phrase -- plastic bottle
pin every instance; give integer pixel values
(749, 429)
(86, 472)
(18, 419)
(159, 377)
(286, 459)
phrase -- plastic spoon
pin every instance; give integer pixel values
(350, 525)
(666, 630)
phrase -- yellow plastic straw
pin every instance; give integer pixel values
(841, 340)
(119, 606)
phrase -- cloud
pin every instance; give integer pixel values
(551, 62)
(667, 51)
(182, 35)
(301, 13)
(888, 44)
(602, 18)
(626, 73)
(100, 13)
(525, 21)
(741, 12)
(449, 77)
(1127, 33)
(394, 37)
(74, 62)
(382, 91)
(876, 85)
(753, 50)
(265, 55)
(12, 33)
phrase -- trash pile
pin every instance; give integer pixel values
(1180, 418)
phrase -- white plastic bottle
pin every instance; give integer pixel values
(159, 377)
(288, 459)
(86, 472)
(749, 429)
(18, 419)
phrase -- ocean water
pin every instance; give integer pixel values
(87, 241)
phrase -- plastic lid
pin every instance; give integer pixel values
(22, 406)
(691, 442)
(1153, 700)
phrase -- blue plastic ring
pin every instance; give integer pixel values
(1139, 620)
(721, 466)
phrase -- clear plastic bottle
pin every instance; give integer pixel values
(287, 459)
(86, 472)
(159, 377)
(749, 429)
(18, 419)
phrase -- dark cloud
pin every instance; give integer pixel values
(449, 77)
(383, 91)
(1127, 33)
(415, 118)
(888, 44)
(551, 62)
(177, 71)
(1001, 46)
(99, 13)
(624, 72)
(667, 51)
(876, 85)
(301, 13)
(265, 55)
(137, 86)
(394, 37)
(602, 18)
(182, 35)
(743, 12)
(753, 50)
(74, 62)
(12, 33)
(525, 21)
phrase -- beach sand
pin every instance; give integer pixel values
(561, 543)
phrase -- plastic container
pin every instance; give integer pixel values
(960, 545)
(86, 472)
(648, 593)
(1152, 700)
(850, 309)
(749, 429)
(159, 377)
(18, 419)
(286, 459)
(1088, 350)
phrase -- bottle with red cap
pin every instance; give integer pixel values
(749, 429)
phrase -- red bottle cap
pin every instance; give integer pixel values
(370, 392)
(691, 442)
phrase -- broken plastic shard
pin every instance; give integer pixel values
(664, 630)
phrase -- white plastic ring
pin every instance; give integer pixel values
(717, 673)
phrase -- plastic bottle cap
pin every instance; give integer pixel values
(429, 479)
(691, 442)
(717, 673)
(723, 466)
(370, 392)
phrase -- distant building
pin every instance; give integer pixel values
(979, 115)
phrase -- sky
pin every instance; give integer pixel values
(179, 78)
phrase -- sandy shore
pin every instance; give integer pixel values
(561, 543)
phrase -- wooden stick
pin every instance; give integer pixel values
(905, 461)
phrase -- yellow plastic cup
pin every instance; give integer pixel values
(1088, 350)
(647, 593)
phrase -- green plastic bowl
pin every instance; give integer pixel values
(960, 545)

* _YOUR TASK_: Which lines run from the first of the listing to the line containing "phrase -- bottle with red cap"? Reproduce those exactly, both ends included.

* _OUTPUT FOR THIS EXERCISE_:
phrase -- plastic bottle
pin every instance; give integer pixel values
(749, 429)
(86, 472)
(18, 419)
(159, 377)
(286, 459)
phrase -- plastic spoon
pin every instance; give integer pixel values
(350, 525)
(666, 630)
phrase -- yellow plastic straw
pin every instance; give integer pixel values
(841, 340)
(119, 606)
phrase -- cloud
pin every instance; give integer pixel values
(551, 62)
(667, 51)
(182, 35)
(301, 13)
(888, 44)
(602, 18)
(626, 73)
(100, 13)
(525, 21)
(741, 12)
(449, 77)
(1127, 33)
(394, 37)
(74, 62)
(382, 91)
(876, 85)
(753, 50)
(265, 55)
(12, 33)
phrase -- trash pile
pin every instance; give integer pixel values
(1180, 418)
phrase -- white plastic bottle
pin every instance; give integer pixel values
(159, 377)
(288, 459)
(86, 472)
(749, 429)
(18, 419)
phrase -- ocean water
pin every instance; give integer pixel values
(87, 241)
phrase -- plastic lid
pin every instance; give integer pixel values
(22, 406)
(691, 442)
(1153, 700)
phrase -- blue plastic ring
pin every instance; give integer pixel values
(1139, 620)
(721, 466)
phrase -- clear plastic bottle
pin every instance; give integer pixel values
(287, 459)
(86, 472)
(159, 377)
(749, 429)
(18, 419)
phrase -- dark cloud
pin every instance; give integer pixel values
(449, 77)
(383, 91)
(1127, 33)
(415, 118)
(888, 44)
(551, 62)
(177, 71)
(1001, 46)
(99, 13)
(624, 72)
(667, 51)
(876, 85)
(301, 13)
(265, 55)
(137, 86)
(394, 37)
(602, 18)
(182, 35)
(743, 12)
(753, 50)
(74, 62)
(12, 33)
(525, 21)
phrase -- beach sand
pin every instance; give integer pixel values
(561, 543)
phrase -- plastic container
pin every instance; give integer pixel values
(960, 545)
(86, 472)
(648, 593)
(1152, 700)
(850, 309)
(749, 429)
(159, 377)
(18, 419)
(286, 459)
(1088, 350)
phrase -- bottle with red cap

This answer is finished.